EXERCISE REQUIREMENTS
Which lines in the data below contain the word "tripod"? Pull each of them out.

SUPPLIED RECORDS
****************************************

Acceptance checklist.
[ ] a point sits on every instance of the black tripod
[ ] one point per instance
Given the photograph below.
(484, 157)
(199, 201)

****************************************

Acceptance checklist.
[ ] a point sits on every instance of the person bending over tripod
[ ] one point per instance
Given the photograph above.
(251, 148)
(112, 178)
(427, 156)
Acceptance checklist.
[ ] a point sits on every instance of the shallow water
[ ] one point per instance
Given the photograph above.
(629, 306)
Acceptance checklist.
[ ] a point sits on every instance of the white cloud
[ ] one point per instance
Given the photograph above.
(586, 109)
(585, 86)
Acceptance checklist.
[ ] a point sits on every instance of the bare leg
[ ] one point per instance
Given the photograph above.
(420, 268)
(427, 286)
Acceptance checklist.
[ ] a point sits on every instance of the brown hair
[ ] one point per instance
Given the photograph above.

****************************************

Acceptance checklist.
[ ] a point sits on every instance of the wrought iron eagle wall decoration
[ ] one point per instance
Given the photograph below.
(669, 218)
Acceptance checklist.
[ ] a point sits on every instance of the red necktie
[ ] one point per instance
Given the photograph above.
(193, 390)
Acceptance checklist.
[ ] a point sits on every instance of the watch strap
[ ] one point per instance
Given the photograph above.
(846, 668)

****************************************

SOLUTION TO THIS PROBLEM
[ ] a point sits on every instance of the black tripod
[ ] a point sits on every instance of the person bending over tripod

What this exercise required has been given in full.